Ziel
Wie lässt sich der Text über die „Winterreise“ bei den Wiener Festwochen in zwei Sätzen zusammenfassen?

Lesetext
□ □ □ □ □

Wiener Festwochen: Phänomenale „Winterreise“ durch Welt und Kunst
Wien (APA) - Zeitweise war es zu viel. Dann war man überfordert von der Aufgabe, vier großen Künstlern gleichzeitig zu folgen, zuzusehen und...
Wien (APA) - Zeitweise war es zu viel. Dann war man überfordert von der Aufgabe, vier großen Künstlern gleichzeitig zu folgen, zuzusehen und zu hören, zu fühlen und zu denken. Immer wieder führte diese „Winterreise“ bei hochsommerlichen Außentemperaturen in eine düstere Seelenlandschaft, ein kaltes Totenreich, aus dem keine Wiederkehr möglich ist. Ein Endpunkt des Lebens als Höhepunkt der Wiener Festwochen.
Der 24-teilige Zyklus Franz Schuberts versteht es eigentlich immer zu beeindrucken. Das Zusammenspiel der Texte Wilhelm Müllers mit den Melodien Schuberts zählt zu den Meisterwerken der Liedkunst. Mit derartiger Hingabe wie gestern, Montag, in der Halle E des Museumsquartiers wurde er jedoch noch selten musiziert. Festwochen-Intendant Markus Hinterhäuser ließ nach dem Ustwolskaja-Schwerpunkt auch bei seinem zweiten Auftreten als an dem von ihm selbst programmierten Festival mitwirkender Künstler keinen Zweifel daran aufkommen, dass er die beste Besetzung war, die man kriegen konnte. Mit größter Zurückhaltung, extremen Pianissimi, Tempodrosselung bis knapp an den Stillstand, Nachschwingen und Mitatmen mit Bariton Matthias Goerne legte er am Klavier die Grundlage für einen Abend, der auch ganz ohne Visuals außergewöhnliche Wirkung erzielt hätte.

□ □ □ □ □

Aufgelistete Zeilen
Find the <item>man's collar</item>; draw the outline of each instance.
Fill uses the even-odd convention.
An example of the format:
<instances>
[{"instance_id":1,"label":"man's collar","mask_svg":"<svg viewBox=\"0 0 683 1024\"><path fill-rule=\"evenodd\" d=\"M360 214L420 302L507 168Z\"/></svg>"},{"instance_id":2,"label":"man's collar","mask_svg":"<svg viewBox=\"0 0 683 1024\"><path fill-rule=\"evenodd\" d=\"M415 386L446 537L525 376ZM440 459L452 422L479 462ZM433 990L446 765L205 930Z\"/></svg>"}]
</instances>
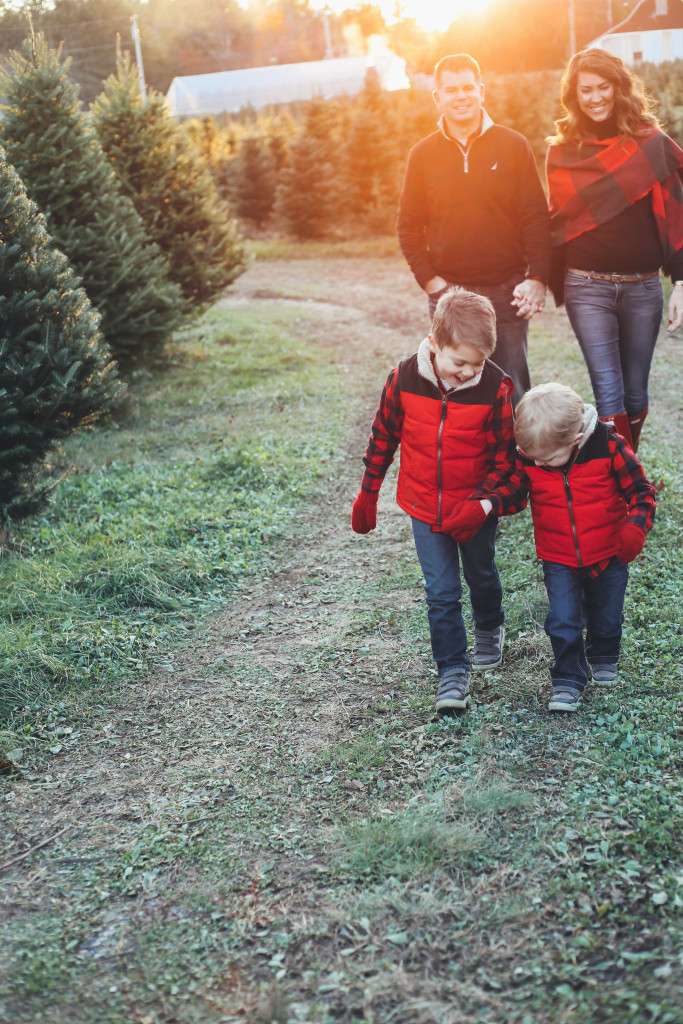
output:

□ □ □ □ □

Ergebnis
Schuberts „Winterreise“ führte in der Halle E des Museumsquartiers in eine düstere Seelenlandschaft und wurde mit einer Hingabe musiziert wie noch selten. Festwochen-Intendant Markus Hinterhäuser legte dabei am Klavier mit größter Zurückhaltung und extremen Pianissimi, im Zusammenspiel mit Bariton Matthias Goerne, die Grundlage für einen Abend von außergewöhnlicher Wirkung.